_LIST OF TASKS:_
- A) In the article on aerial mosquito treatments below, how far can salt marsh mosquitoes travel on the winds in search of blood meals?
- B) Retype everything in the article on aerial mosquito treatments from "Did you know" down to "our county’s economy.".

EXTRACT PROVIDED START

The Aerial Choreography of Mosquito Treatments

by By Patrick Linn, MS, MSHAPI Executive Director, Collier Mosquito Control District

Did you know Spring’s high tides signal the beginning of Southwest Florida’s salt marsh mosquito season? These aggressive biters – Aedes taeneorhynchus – can travel on the winds some 40 miles in search of their blood meals, making them one of the most troublesome mosquitoes in our area. The prolific numbers of these insects emanating from their coastal mangrove habitat can potentially affect our quality of life, our health, and in turn, our county’s economy.

That’s why Spring also heralds an important step in the Collier Mosquito Control District’s integrated mosquito management program: our focus on controlling mosquito larvae in the water, thus reducing the number of adult, flying mosquitoes.

The District begins aerial “pre-treatment” operations via helicopters to dispense bacterial, pebble-sized material (harmless to all creatures save for mosquito larvae) over coastal habitat known to produce large quantities of these salt marsh mosquitoes. Inevitably, the novel – and oft perceived as night aerobatics – activities of our ships prompt phone calls of concern, particularly from newly relocated residents and those extending their seasonal stay who have not before witnessed this operation.

The amount of expertise employed to successfully dispense the material from helicopters is extraordinary. The maintenance, planning, professional flight skills and more that go into these
missions are second-to-none. Our pilots (myself included) have been executing these low-flying missions for decades. There are multiple locations in Collier which require almost “surgical”
aviator skills given the proximity of residential buildings to habitat. Certainly, complex missions such as these are not for the faint-of-heart.

EXTRACT PROVIDED END
PROVIDED INFORMATION START

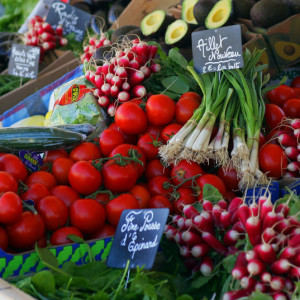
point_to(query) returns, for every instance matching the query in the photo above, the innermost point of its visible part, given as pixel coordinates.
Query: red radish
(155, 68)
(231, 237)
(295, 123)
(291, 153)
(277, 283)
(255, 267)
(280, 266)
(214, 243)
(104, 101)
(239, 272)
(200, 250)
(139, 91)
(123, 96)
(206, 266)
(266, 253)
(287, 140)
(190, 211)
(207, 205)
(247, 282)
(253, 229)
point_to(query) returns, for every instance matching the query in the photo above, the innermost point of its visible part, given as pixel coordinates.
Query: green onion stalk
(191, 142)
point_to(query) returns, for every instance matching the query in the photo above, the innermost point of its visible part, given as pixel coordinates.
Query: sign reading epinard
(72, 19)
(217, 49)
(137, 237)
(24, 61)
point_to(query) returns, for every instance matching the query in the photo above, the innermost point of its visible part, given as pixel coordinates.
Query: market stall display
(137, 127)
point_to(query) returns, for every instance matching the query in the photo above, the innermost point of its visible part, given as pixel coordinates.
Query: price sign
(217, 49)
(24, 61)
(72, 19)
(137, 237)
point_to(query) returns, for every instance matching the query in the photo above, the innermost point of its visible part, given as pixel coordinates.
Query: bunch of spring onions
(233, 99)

PROVIDED INFORMATION END
PROVIDED INFORMATION START

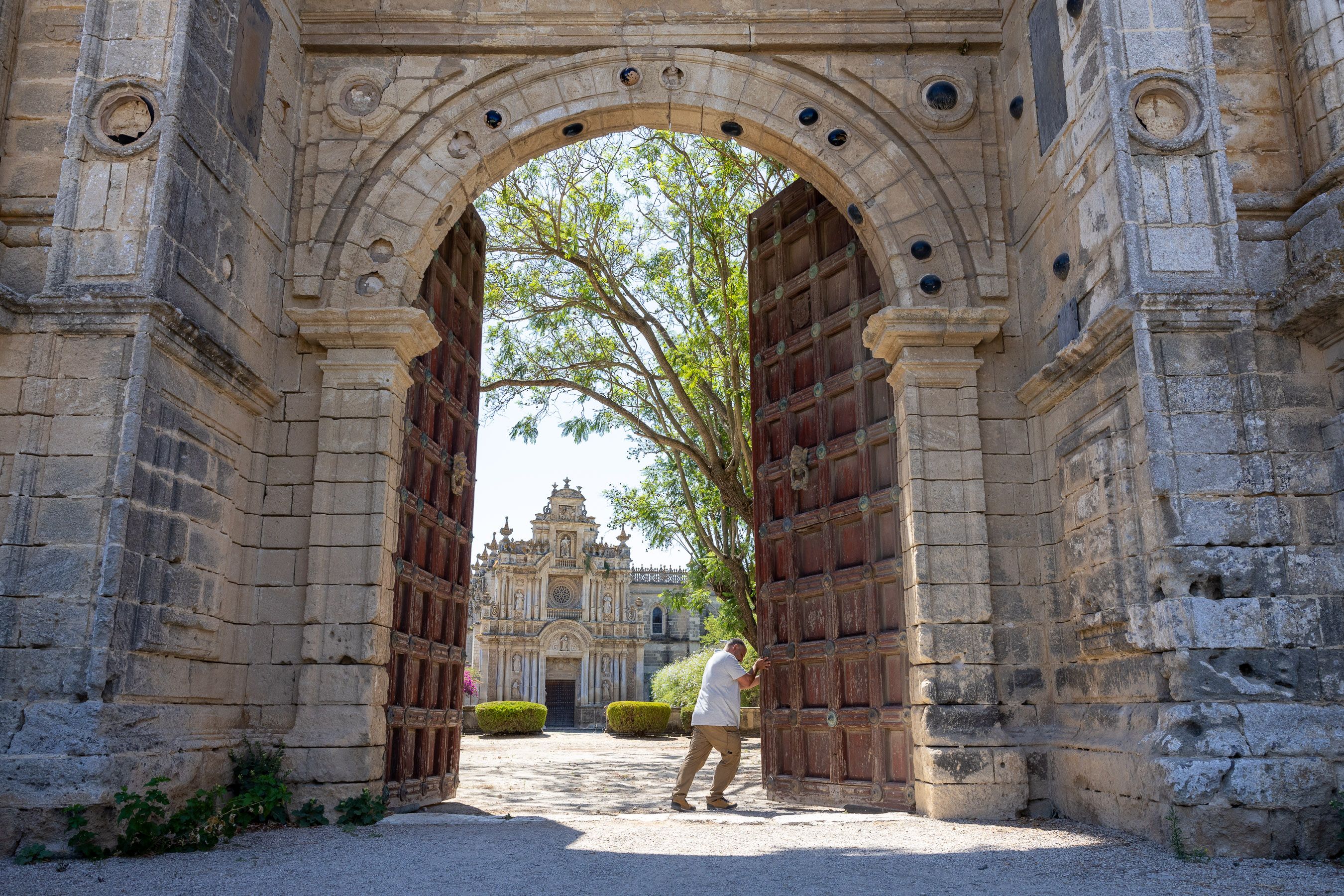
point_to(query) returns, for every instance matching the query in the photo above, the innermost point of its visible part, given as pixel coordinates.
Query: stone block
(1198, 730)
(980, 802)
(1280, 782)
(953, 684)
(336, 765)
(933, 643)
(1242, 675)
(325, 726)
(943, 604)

PROVIDED INFORMATION END

_SOLUTIONS:_
- A) Some 40 miles.

- B)
Did you know Spring’s high tides signal the beginning of Southwest Florida’s salt marsh mosquito season? These aggressive biters – Aedes taeneorhynchus – can travel on the winds some 40 miles in search of their blood meals, making them one of the most troublesome mosquitoes in our area. The prolific numbers of these insects emanating from their coastal mangrove habitat can potentially affect our quality of life, our health, and in turn, our county’s economy.